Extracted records

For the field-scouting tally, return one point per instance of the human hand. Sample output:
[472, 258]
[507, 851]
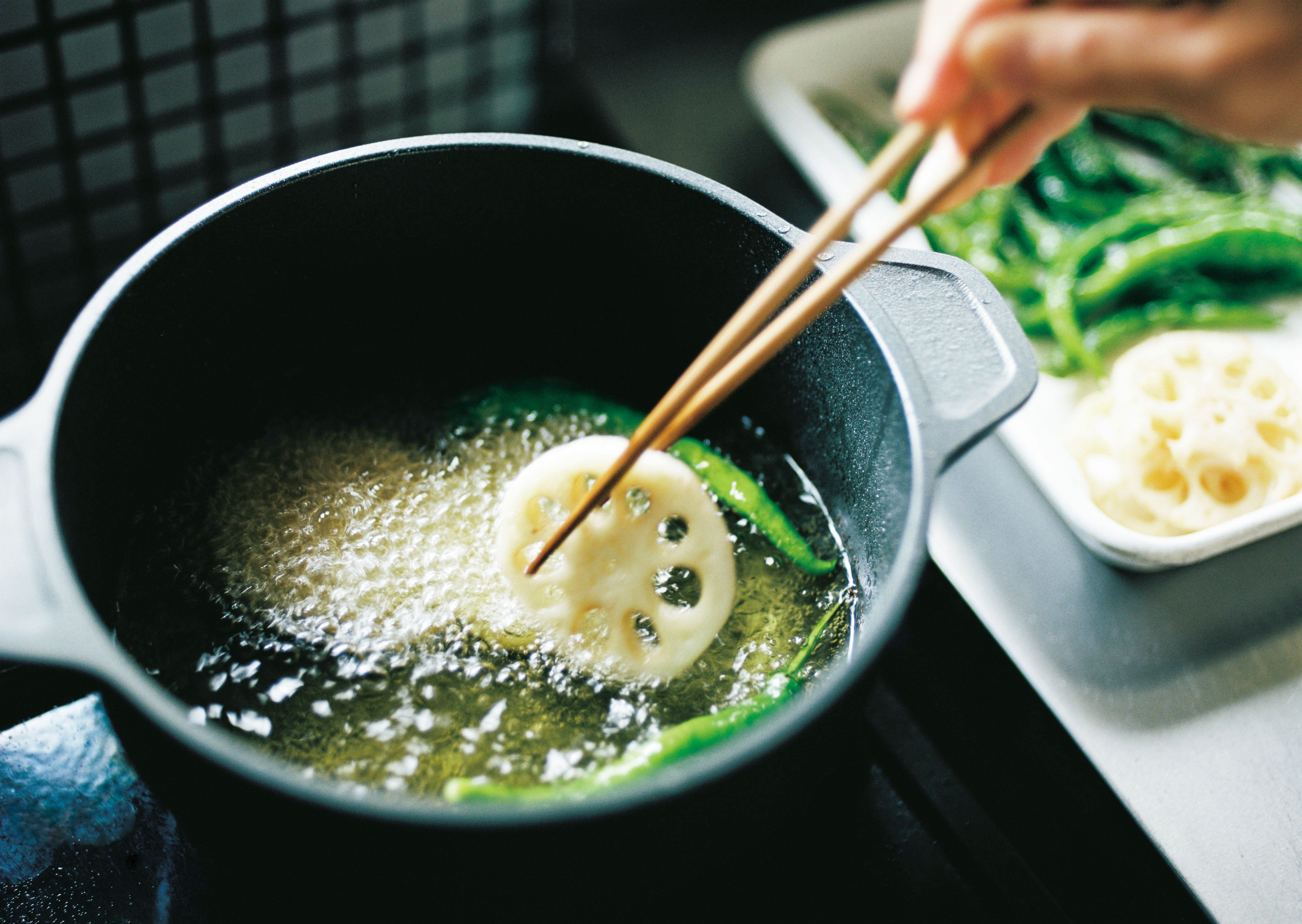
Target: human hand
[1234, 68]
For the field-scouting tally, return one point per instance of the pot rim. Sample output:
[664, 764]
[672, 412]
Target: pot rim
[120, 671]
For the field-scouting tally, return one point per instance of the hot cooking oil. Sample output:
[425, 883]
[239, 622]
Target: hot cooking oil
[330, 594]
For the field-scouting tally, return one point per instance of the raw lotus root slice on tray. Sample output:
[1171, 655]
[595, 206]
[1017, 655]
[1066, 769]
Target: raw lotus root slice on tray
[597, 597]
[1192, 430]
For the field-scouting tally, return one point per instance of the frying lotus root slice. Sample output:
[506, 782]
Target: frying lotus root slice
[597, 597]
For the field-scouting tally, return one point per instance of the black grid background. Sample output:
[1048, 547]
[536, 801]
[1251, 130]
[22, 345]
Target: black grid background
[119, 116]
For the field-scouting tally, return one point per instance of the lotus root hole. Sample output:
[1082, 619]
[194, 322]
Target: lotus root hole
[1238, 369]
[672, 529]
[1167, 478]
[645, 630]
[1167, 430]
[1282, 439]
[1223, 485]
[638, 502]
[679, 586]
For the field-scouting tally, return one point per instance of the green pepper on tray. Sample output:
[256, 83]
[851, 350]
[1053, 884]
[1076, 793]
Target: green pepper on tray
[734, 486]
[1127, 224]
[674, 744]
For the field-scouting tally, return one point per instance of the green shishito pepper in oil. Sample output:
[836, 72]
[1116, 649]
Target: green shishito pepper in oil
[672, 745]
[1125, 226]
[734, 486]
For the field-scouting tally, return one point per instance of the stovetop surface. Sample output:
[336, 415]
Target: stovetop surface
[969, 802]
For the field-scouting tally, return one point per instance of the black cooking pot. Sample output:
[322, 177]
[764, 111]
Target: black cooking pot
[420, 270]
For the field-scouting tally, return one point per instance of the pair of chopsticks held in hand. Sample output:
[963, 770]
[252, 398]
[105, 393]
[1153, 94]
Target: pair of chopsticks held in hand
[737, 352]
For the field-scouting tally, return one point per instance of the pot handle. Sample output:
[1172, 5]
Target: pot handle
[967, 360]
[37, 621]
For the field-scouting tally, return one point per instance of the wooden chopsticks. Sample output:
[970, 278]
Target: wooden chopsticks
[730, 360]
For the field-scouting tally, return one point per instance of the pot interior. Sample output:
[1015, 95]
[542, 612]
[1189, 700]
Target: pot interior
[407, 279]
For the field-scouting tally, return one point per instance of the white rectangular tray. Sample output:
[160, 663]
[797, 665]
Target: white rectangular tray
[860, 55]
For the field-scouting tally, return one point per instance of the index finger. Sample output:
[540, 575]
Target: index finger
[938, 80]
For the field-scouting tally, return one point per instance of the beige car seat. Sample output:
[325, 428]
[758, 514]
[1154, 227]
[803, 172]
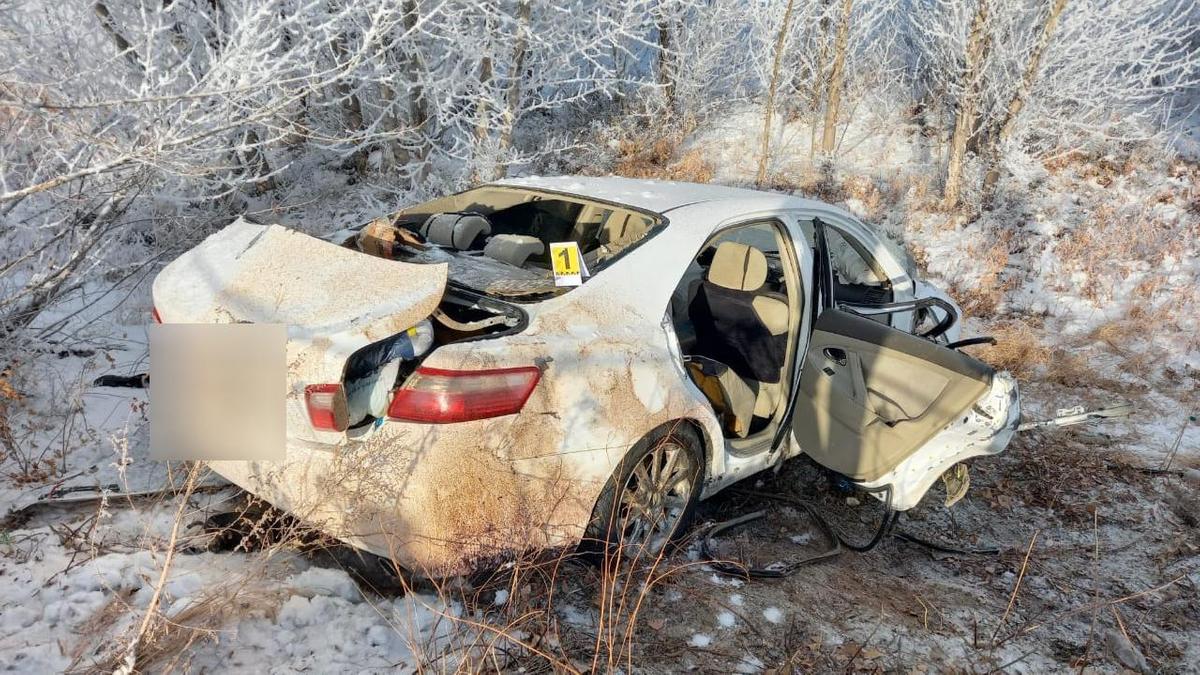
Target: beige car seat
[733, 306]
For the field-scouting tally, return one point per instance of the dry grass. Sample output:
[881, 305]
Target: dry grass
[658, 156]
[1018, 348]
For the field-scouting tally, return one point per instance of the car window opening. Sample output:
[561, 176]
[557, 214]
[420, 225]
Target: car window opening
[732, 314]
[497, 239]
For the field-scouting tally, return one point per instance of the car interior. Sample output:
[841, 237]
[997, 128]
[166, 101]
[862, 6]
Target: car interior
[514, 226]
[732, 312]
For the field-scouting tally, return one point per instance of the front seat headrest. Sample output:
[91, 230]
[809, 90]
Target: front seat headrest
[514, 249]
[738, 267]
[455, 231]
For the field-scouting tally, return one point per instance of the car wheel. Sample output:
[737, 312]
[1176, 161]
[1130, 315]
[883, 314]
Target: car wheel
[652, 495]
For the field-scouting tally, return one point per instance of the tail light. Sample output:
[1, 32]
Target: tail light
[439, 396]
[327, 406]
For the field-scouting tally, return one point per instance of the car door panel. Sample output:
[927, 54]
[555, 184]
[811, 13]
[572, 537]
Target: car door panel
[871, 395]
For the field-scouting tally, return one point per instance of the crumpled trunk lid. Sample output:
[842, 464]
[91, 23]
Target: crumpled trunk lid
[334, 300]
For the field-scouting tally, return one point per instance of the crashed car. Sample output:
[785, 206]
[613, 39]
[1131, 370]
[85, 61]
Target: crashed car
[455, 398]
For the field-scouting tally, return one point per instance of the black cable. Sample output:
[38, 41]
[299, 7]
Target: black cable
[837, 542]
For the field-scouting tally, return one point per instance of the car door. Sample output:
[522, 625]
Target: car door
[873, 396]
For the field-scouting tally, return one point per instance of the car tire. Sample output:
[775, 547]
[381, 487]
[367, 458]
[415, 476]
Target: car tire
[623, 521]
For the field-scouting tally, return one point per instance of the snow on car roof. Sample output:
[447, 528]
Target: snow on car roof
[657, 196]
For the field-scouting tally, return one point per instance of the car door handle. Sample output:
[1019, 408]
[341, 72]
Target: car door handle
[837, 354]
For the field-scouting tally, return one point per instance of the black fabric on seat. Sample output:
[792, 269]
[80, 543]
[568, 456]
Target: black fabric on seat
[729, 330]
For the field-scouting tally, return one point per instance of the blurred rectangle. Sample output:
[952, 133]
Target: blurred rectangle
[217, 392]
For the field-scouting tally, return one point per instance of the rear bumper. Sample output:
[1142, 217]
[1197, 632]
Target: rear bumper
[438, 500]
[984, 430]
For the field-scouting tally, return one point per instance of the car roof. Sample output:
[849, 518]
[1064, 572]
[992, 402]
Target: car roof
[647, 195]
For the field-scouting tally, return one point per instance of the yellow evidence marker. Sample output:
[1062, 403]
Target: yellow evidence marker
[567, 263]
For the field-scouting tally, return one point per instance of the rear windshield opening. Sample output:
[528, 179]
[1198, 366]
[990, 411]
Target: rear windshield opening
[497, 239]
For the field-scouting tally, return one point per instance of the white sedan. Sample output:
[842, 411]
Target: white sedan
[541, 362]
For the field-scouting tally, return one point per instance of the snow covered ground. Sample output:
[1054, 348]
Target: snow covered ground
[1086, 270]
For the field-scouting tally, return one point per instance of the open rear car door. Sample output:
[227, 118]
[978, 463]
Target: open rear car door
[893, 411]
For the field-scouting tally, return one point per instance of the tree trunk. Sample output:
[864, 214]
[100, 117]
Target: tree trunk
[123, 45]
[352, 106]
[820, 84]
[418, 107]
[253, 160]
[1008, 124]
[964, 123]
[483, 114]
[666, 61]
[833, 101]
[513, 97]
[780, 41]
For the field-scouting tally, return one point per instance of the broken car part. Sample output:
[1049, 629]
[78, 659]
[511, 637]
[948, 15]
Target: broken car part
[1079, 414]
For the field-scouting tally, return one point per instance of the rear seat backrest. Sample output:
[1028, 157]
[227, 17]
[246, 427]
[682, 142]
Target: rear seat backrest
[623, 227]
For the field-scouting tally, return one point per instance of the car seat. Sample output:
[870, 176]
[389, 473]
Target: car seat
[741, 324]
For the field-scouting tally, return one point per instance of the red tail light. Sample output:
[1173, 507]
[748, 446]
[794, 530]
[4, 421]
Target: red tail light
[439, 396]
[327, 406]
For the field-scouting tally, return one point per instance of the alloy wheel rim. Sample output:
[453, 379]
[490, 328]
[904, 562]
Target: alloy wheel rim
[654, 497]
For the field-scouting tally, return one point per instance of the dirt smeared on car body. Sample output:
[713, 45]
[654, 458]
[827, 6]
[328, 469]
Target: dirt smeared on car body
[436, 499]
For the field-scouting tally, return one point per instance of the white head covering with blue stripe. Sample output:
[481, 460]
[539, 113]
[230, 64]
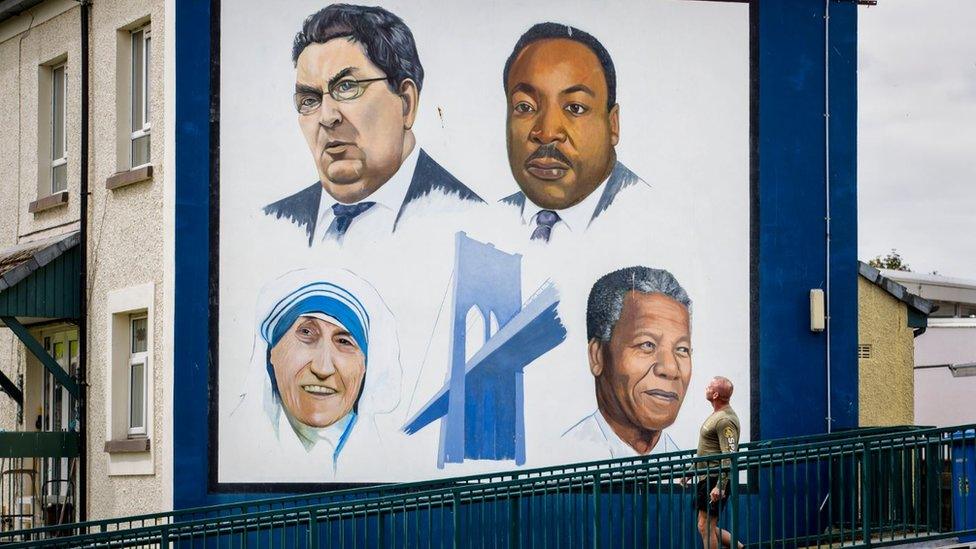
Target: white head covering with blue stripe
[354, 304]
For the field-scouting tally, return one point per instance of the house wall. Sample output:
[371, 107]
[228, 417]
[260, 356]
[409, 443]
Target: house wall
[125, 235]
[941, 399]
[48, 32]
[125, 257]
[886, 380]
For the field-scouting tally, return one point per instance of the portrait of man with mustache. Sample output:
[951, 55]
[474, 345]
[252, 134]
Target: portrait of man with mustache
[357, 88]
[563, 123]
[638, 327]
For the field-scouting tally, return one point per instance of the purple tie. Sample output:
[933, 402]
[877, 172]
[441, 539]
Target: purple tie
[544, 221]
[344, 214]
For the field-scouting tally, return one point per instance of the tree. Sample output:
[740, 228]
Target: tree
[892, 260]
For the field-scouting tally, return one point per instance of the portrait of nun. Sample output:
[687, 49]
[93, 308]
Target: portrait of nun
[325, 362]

## [Instructions to follow]
From the first line of the entries above down to the line holding "[1082, 619]", quote each line exactly and nothing else, skipping pictures.

## [Output]
For the field-scouting tally, return one point per instance of the human hand. Sample output:
[472, 258]
[507, 851]
Target: human hand
[1234, 68]
For the field-scouting tally, return one point per instance of the pot rim. Sample output:
[664, 764]
[672, 412]
Target: pot rim
[120, 671]
For the field-scouting tally, return one point per instance of the hot cooking oil. Sample output:
[425, 883]
[239, 622]
Target: hot cooking oil
[330, 594]
For the field-scouting tally, return one point per instance of the raw lotus root slice on tray. Sample output:
[1171, 655]
[595, 206]
[1017, 655]
[1066, 769]
Target: raw lotus root slice on tray
[597, 597]
[1192, 430]
For the field-scouting tally, return one point per instance of the frying lotus root slice. Sample output:
[506, 782]
Target: frying lotus root slice
[597, 597]
For the field-scouting tally, return one point per instance of the black grid background. Sample output:
[1048, 547]
[536, 801]
[1251, 130]
[22, 345]
Target: black grid background
[119, 116]
For the field-scouting tally, return one point per instance of the lotus root hole. Sample output:
[1082, 619]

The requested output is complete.